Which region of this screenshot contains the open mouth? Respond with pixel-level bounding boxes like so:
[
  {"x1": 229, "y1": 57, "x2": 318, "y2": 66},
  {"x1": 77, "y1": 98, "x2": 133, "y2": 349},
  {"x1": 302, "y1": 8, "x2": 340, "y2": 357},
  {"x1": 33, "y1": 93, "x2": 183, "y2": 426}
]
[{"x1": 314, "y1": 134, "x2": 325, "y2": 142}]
==
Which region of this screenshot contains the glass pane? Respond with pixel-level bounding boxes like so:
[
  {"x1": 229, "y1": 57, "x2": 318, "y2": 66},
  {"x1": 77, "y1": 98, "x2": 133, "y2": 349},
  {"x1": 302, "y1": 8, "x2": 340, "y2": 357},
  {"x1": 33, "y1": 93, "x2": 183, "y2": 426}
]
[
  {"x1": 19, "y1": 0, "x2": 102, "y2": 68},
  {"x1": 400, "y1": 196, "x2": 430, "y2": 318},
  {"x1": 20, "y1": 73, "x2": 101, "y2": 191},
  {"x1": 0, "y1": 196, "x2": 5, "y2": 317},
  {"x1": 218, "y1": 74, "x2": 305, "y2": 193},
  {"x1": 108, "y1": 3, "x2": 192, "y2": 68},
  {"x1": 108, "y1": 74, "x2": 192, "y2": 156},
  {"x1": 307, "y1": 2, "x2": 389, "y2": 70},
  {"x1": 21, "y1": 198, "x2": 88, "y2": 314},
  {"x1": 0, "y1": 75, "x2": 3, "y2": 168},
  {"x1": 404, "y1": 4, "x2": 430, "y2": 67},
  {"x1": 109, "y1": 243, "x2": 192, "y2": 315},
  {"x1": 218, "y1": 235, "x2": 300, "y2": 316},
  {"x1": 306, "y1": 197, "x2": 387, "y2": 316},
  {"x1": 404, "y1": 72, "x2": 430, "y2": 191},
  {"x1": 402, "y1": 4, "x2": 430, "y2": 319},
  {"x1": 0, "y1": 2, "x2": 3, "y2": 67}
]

* _EXERCISE DETAILS_: Lines of the listing above that contain the word "boxes" must all be copied.

* _RESPONSE AREA_:
Which region of this screenshot contains the open mouth? Respond with pixel-level bounding boxes like so:
Which region of this screenshot contains the glass pane? Respond with pixel-level bounding boxes like so:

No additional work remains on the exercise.